- EXTRACT -
==========

I don’t know if it is the cruellest month, but this year, for me, April is the weirdest. Most discombobulating. Very difficult to classify. Kind of a blur.
According to my journal and my bank statement (with an assist here & there from my actual memory), these are things I did in April of 2011: held court in a hospital waiting room, participated in a very hilarious, student-masterminded April Fool’s day plot involving a fellow teacher, lots of raisins, & a stapler encapsulated in Jell-O, bought a bottle of bourbon for a friend who moved into his first solo apartment, ate a chocolate cupcake for Easter breakfast, received & sent an obscene number of text messages, jumped on a trampoline at a backyard happy hour, booked a ticket to Atlanta to attend the engagement party of the woman who’s basically my little sister, drove Jill home from the hospital, drove Jill back to the Emergency Center the very next day, laughed a lot, cried once, graded a metric ton of student papers, and spent a blissful hour by the neighborhood pool with my headphones and a book.
Yesterday would have been my dad’s 69th birthday. That’s crazy, right? Just one year away from 70, which feels like a formidable number. I think my father would have made a good seventy-year-old. He would be excited about the Grizzlies being in the playoffs. He would be dropping un-subtle hints about his desire to be a grandfather. He would, I think, be very proud of me.
But to hell with all the warm & fuzzy imaginative shit. I want to drink beer with my dad. I want to break down the news with him: Syria, the Presidential birth certificate, and on and on. I want to cook him dinner (duh) and hear him sing and see him smile.
You know what else I want? To be on my A game, all the time. To know what the next few months will (and won’t) bring. To be able to actually say what I feel. To fly like the purple martins in my backyard. And even though I know I will never, ever have these things, my desire for them does not cease.
Me and my desire asked some friends to come over last Saturday. I made a little spread of things my dad would have loved: buttermilk biscuits (some with lard, some without), crazy-expensive imported jamon (which the dog, it turns out, is also a fan of), sliced radishes & dill on good, buttered bread, cucumbers with Indian black salt, fruit salad, guacamole, freshly squeezed orange juice, and Bloody Marys (made with the first good heirloom tomatoes of the year). My friends brought along things their dads would like, which added deviled eggs, sausage kolaches, beer, chips & salsa, pickled garlic, & a Bakewell tart to the table. We ate, we sat around. It meant something to me.
Were it not for all this wanting, I might lead some other kind of life. If desire is a fuel (and I think it is), then I believe I shall let it move me, all the way into the month of May.
Oh hello there, fresh green vegetable! I HAVE MISSED YOU.
Hospitals are terrible places for people who love food—hospitals can also be terrible places, generally. At the same time, they are also miracle houses, temples of possibility, monuments to what the body and the brain can do.
If you’re feeling a little discouraged or frustrated in your life, I recommend you go spend some time in the surgery waiting area of a nearby hospital. Strike up a conversation with the people sitting nearby, share your Kleenex and your snacks. Watch as parents receive instructions about how to care for their infant daughter’s bandages, practicing on a doll the case manager has brought. Listen (because you can’t help but overhear) bad news being relayed over the phone. Marvel at the possible range of human experience.

==========

- RAW DATA -
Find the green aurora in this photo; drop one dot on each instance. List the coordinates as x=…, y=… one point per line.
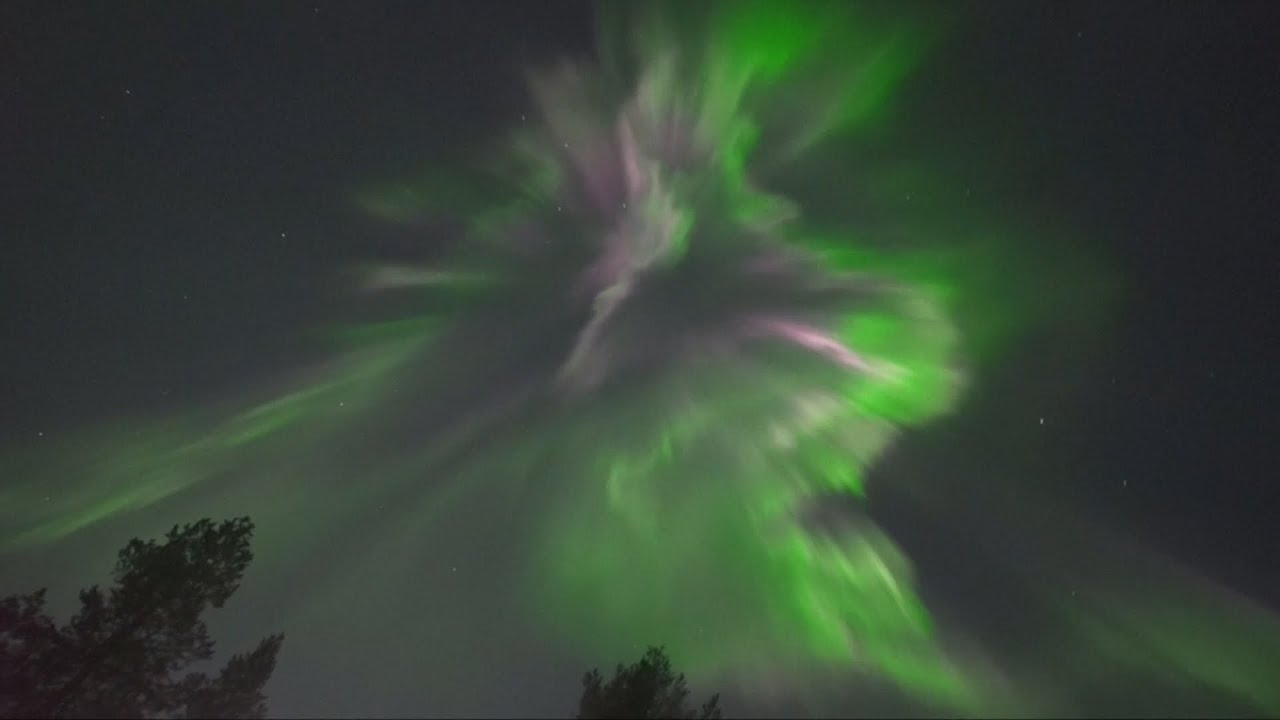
x=662, y=445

==========

- INSTRUCTIONS -
1. From the post above, extract the passage starting at "Oh hello there, fresh" and ending at "brain can do.".
2. Answer these questions from the post above:
(a) To which city did the writer book a ticket in April?
(b) What age would the writer's dad have turned yesterday?
(c) Like which birds does the writer want to fly?

- ANSWERS PROVIDED -
1.
Oh hello there, fresh green vegetable! I HAVE MISSED YOU.
Hospitals are terrible places for people who love food—hospitals can also be terrible places, generally. At the same time, they are also miracle houses, temples of possibility, monuments to what the body and the brain can do.

2.
(a) Atlanta
(b) 69
(c) The purple martins in the writer's backyard